• Texte fourni
▶
D’où la nécessité d’un dialogue avec les élus locaux pour renforcer l’attractivité des territoires. Pour cela, il existe un certain nombre de leviers : les services publics, l’habitat et le logement, la formation – je pense notamment à la formation professionnelle de proximité, avec les centres de formation d’apprentis. S’y ajoutent logiquement l’accessibilité du territoire et, au-delà, l’organisation des déplacements sur ces petits bassins de mobilité.
Le versement transport de 0,3 % donne aux autorités organisatrices de mobilité de taille réduite la possibilité de mettre en place des services indispensables, notamment au bon fonctionnement des entreprises.
Mme la présidente. La parole est à M. Ronan Dantec, pour explication de vote.
M. Ronan Dantec. Une des grandes forces de votre projet de loi, madame la ministre, et nous le soutenons très résolument sur ce point, c’est l’idée que tous les territoires doivent se saisir de la question de la mobilité, avec ce couple formé de la région et de l’intercommunalité, en écho aux dispositifs de la loi NOTRe et de la loi relative à la transition énergétique pour la croissance verte qui orientent ce couple vers les questions climatiques. Demain, ces deux niveaux devront travailler en synergie.
Le travail mené par le rapporteur pour essayer de trouver un équilibre, difficile, conforte l’esprit de votre projet de loi, et même très largement. En effet, pour que des territoires puissent se saisir de la question de la mobilité, y compris en imaginant des solutions souples, adaptées à leur taille réduite, il leur faut une capacité en termes de recettes. Et un versement de 0,3 %, c’est une petite capacité de recettes…
La proposition du rapporteur va tout à fait dans le sens du texte. Je dirai même que c’est une des mesures qui soutient le plus son esprit, d’où mon incompréhension face à l’amendement du Gouvernement.
Je crois, au contraire, qu’il faut maintenir cette capacité de recettes. C’est aussi par les projets, y compris les petits projets, que l’on créera une culture de mobilité dans un certain nombre de territoires. Pour ces petits projets, il faut un petit financement : c’est le versement de 0,3 %, qui, j’y insiste, conforte l’esprit de ce projet de loi !
◀
• Consigne
Donnez tous les leviers cités dans le texte fourni pour renforcer l'attractivité des territoires.

• Données fournies
▶
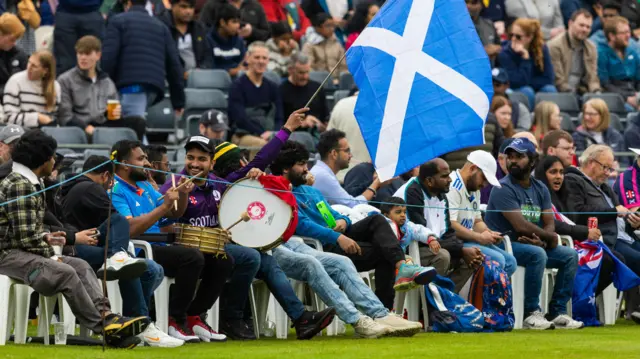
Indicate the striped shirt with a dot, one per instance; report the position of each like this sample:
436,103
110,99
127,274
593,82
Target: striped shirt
23,101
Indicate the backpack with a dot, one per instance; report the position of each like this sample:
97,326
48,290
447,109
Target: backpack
451,313
490,292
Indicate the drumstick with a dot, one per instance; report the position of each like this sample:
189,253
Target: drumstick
184,184
244,217
173,183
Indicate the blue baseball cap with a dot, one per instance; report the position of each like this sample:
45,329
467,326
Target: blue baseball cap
521,145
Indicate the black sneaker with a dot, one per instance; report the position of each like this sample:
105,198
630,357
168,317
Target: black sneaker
236,329
117,327
312,323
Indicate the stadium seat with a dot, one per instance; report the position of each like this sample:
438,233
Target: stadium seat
614,101
209,79
111,135
566,101
67,135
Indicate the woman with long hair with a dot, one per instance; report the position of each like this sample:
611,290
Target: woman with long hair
501,108
546,118
31,97
527,60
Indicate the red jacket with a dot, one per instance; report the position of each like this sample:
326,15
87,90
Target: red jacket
275,11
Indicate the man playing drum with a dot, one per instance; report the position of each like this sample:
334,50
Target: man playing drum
202,211
327,272
136,199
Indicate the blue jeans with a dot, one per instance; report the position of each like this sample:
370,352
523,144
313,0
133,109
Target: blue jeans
250,264
531,93
535,259
506,260
326,273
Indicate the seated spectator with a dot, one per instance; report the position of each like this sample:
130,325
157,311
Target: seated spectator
363,14
550,171
522,209
190,35
86,90
228,46
139,64
253,21
546,11
322,46
520,113
27,248
589,195
559,143
281,47
527,61
596,129
255,107
485,29
611,9
575,60
464,202
618,63
501,109
335,155
12,59
546,118
296,92
31,98
427,205
290,11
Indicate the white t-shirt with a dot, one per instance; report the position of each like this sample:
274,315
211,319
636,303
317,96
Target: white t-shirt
460,199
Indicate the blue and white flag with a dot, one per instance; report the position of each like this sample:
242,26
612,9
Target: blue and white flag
425,83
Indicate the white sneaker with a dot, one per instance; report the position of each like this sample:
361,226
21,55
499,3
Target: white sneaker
154,337
564,321
366,327
122,266
537,321
400,326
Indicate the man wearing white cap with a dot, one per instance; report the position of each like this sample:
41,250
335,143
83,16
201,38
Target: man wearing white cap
464,205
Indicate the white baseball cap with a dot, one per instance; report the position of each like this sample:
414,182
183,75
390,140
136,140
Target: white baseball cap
487,164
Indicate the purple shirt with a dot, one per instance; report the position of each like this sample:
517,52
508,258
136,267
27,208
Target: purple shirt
202,209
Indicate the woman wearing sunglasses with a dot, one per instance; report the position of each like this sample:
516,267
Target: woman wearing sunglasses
527,60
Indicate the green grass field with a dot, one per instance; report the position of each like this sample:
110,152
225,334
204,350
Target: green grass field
620,341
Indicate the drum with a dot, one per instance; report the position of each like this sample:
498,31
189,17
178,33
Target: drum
269,215
207,240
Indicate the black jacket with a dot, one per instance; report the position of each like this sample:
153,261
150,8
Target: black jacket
198,32
583,196
251,12
84,204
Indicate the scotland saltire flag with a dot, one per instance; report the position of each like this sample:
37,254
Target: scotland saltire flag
590,255
425,83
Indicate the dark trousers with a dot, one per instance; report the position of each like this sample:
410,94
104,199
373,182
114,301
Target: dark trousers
380,251
187,266
69,29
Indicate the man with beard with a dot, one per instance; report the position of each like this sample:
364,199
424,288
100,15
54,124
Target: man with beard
138,201
521,209
464,208
427,205
202,211
335,155
618,63
327,272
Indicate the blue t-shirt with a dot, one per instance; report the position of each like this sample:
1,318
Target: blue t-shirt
136,201
531,201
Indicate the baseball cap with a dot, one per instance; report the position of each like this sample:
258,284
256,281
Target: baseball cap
10,133
499,75
201,142
487,164
215,119
521,145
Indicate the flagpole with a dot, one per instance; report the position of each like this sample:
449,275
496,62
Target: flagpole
326,79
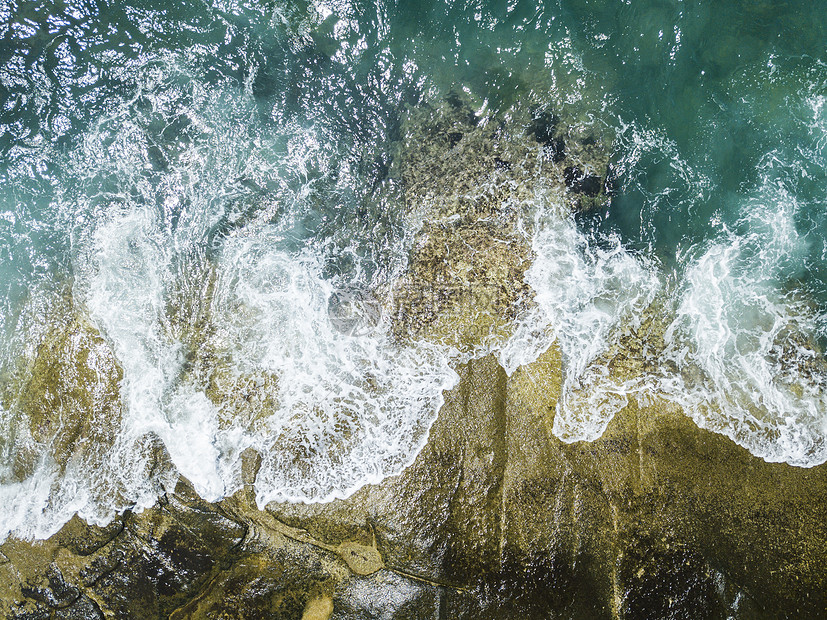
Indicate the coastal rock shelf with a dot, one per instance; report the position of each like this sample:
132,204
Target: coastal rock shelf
496,517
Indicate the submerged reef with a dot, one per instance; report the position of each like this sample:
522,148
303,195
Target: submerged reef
496,517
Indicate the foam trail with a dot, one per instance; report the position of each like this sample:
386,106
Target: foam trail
749,368
585,293
352,408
◀
• Réponse
- les services publics
- l'habitat et le logement
- la formation, notamment la formation professionnelle de proximité avec les centres de formation d'apprentis
- l'accessibilité du territoire
- l'organisation des déplacements sur ces petits bassins de mobilité